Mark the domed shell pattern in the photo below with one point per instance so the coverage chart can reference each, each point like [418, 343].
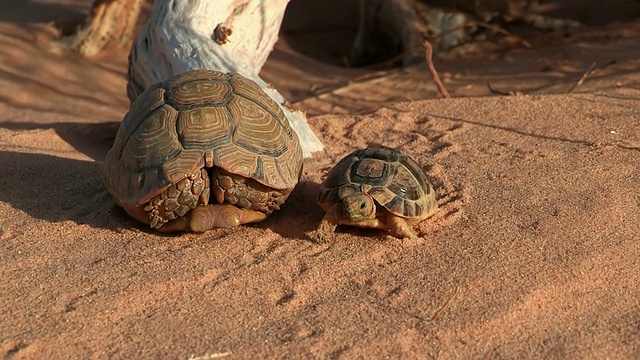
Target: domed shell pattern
[201, 118]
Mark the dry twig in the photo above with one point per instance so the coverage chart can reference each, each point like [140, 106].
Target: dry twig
[434, 74]
[583, 77]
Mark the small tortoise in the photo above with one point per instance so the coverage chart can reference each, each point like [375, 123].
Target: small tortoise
[200, 132]
[377, 187]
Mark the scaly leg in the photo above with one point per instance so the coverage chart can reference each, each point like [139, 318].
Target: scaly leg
[328, 224]
[208, 217]
[400, 227]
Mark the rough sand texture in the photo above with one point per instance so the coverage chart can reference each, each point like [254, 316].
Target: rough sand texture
[535, 251]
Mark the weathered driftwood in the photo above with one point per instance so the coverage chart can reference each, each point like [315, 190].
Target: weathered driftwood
[224, 35]
[111, 22]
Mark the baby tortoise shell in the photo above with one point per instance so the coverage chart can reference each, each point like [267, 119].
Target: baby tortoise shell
[377, 187]
[200, 132]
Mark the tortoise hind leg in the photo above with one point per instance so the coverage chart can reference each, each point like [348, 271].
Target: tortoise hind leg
[399, 227]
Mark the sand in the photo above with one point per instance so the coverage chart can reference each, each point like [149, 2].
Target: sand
[534, 252]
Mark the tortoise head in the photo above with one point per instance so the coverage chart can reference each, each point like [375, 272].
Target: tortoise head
[358, 207]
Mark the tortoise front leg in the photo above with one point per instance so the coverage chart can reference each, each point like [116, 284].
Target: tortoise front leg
[328, 224]
[208, 217]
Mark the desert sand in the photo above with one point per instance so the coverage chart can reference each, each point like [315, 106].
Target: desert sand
[534, 252]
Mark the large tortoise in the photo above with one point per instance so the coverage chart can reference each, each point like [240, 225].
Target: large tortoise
[377, 187]
[200, 132]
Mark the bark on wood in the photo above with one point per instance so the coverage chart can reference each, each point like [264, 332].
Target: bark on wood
[224, 35]
[110, 23]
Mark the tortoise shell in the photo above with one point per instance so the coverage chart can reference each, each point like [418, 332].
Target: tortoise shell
[394, 180]
[198, 119]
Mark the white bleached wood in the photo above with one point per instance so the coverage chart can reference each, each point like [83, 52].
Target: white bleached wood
[178, 37]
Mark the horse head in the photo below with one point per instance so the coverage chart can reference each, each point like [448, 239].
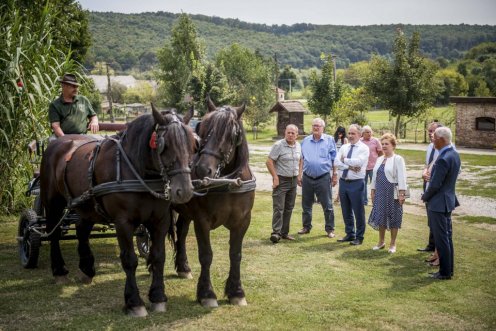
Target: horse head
[221, 135]
[171, 143]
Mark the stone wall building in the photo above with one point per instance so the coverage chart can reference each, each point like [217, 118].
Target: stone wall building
[475, 121]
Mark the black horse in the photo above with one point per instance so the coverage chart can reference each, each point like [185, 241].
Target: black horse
[154, 148]
[223, 154]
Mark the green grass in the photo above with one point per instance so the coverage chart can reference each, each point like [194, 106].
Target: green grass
[312, 284]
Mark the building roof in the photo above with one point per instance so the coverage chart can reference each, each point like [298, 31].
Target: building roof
[291, 106]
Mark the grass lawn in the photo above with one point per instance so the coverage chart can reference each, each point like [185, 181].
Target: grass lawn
[313, 283]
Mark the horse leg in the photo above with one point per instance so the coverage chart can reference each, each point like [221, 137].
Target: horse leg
[54, 212]
[234, 290]
[181, 257]
[204, 292]
[86, 258]
[134, 305]
[155, 262]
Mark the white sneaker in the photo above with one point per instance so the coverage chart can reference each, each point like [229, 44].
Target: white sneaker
[377, 247]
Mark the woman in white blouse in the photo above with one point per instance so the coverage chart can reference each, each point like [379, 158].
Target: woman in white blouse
[387, 210]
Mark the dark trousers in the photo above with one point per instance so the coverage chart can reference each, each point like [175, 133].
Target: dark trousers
[442, 231]
[320, 187]
[367, 179]
[351, 196]
[431, 244]
[283, 199]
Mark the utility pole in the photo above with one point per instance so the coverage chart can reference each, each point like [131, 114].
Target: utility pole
[334, 64]
[109, 96]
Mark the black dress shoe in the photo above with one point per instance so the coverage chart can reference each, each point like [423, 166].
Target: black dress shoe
[347, 238]
[275, 238]
[437, 275]
[426, 249]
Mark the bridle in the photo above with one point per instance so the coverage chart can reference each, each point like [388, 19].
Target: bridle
[157, 144]
[224, 158]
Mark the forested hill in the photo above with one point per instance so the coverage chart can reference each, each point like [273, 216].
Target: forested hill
[131, 40]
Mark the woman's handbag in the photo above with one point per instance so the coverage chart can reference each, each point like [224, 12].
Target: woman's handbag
[396, 189]
[397, 192]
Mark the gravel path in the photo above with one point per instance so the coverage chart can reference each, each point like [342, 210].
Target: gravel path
[474, 206]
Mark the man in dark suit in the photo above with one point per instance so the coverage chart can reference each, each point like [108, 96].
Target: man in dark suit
[441, 200]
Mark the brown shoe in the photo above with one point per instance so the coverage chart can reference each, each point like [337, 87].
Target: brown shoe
[304, 231]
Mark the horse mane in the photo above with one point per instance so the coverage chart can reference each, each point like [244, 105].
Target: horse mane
[135, 139]
[219, 125]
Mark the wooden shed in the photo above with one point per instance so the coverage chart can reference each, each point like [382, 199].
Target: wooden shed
[475, 121]
[289, 112]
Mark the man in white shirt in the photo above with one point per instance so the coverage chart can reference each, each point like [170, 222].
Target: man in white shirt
[351, 162]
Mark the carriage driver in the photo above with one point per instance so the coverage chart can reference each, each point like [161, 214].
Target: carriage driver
[71, 113]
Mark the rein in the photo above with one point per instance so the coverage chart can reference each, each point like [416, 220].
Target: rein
[159, 188]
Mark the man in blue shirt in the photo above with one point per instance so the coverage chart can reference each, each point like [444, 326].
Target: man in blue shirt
[318, 152]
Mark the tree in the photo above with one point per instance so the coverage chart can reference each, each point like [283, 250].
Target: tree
[404, 85]
[181, 70]
[451, 83]
[249, 77]
[287, 79]
[326, 92]
[117, 92]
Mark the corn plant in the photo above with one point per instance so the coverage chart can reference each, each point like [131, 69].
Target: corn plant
[29, 67]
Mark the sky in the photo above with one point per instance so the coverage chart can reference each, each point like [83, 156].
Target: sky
[342, 12]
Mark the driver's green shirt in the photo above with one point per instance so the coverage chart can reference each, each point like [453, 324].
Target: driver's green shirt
[73, 117]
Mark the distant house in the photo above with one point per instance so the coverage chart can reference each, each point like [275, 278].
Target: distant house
[475, 121]
[289, 112]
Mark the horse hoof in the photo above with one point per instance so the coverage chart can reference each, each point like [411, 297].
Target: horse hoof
[137, 311]
[83, 278]
[238, 301]
[184, 275]
[61, 280]
[160, 307]
[209, 303]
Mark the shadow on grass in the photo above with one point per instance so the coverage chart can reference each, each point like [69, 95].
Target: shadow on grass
[31, 296]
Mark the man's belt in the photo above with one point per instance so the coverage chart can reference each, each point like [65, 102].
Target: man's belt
[351, 180]
[318, 177]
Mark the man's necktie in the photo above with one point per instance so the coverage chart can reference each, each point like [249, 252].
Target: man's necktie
[345, 171]
[431, 157]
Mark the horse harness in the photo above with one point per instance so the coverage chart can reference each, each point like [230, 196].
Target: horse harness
[159, 188]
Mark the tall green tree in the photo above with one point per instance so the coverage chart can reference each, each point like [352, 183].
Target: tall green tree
[250, 79]
[404, 85]
[326, 92]
[69, 30]
[181, 70]
[287, 79]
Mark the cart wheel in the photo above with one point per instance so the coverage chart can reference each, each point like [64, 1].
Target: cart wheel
[29, 241]
[143, 241]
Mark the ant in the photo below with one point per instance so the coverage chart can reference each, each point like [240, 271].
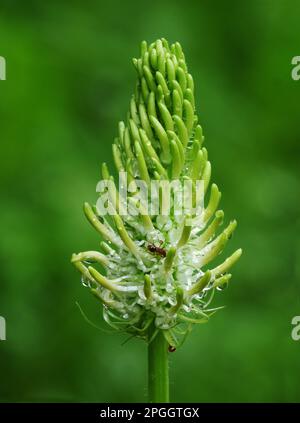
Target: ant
[157, 250]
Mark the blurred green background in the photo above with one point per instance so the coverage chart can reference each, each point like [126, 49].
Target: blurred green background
[69, 81]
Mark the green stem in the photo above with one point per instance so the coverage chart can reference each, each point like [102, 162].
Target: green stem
[158, 370]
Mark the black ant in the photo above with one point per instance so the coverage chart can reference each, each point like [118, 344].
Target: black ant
[157, 250]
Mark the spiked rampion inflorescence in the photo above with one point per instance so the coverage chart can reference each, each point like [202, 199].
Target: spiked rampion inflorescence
[154, 270]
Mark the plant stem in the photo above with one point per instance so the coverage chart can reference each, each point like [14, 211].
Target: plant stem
[158, 370]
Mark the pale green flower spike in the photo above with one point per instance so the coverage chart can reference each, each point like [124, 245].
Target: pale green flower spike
[155, 272]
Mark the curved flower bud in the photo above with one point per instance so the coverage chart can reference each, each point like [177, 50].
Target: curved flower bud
[155, 268]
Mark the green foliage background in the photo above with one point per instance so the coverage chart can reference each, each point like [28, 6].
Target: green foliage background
[69, 81]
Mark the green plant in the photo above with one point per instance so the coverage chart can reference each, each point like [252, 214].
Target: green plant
[152, 274]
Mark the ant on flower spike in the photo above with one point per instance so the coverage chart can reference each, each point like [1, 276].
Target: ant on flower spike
[157, 250]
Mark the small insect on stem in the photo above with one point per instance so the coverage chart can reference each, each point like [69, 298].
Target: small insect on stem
[157, 250]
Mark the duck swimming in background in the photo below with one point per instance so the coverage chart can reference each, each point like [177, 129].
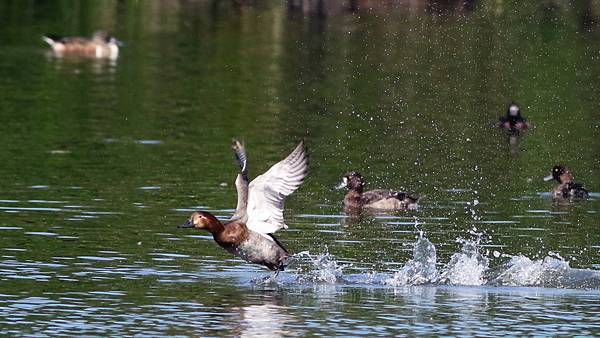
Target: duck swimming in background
[356, 199]
[99, 46]
[567, 188]
[513, 121]
[259, 212]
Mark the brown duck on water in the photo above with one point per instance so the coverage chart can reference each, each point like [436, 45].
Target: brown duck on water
[259, 212]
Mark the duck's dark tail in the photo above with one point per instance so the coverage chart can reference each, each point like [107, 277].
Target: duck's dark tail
[403, 196]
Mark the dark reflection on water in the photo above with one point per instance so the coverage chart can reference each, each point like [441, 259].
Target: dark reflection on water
[100, 162]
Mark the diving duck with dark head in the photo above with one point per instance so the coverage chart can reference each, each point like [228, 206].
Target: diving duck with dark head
[357, 199]
[513, 120]
[259, 212]
[566, 188]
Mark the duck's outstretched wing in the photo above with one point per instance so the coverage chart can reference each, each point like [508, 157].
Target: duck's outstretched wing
[241, 182]
[269, 190]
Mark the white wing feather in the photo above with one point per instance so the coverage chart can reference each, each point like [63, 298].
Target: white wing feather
[269, 190]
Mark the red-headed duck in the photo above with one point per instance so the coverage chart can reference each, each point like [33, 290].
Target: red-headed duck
[566, 188]
[513, 120]
[99, 46]
[259, 212]
[356, 199]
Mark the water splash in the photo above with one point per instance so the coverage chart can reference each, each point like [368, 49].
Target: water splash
[420, 269]
[323, 268]
[466, 267]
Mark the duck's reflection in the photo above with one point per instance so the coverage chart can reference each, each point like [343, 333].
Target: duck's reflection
[266, 320]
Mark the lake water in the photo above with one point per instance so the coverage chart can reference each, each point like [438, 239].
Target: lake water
[102, 160]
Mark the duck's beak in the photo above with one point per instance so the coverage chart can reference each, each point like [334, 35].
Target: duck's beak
[188, 224]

——————————

# やること:
「Mark the red-headed」を含む行からデータの最後までの行を、「water splash」を「splashing water」に置き換えて書き出せ。ほかは一切変えず、この範囲の行だけを示すこと。

# この課題の解答:
Mark the red-headed duck in the photo above with one point per instance so the coverage chart can reference each, each point like [33, 290].
Target: red-headed duck
[566, 188]
[513, 120]
[99, 46]
[259, 212]
[356, 199]
Mark the splashing water in the photo above with one point per instance so the coverage chart can reference each, each point like [368, 49].
Target: splashing water
[420, 269]
[323, 268]
[466, 267]
Mark the duck's reflection in the photo above with one point per instance so the coverage chart can reference each, each point like [343, 333].
Target: duck's reflection
[266, 320]
Mark the lake water in the photo above with one point per instance so the coverage chart can reference each, each point like [438, 239].
Target: lake water
[102, 160]
Mark the duck's beak in the photo above with one point per instance so the coverage chart can reference each, each point like [334, 35].
Target: duck's beak
[188, 224]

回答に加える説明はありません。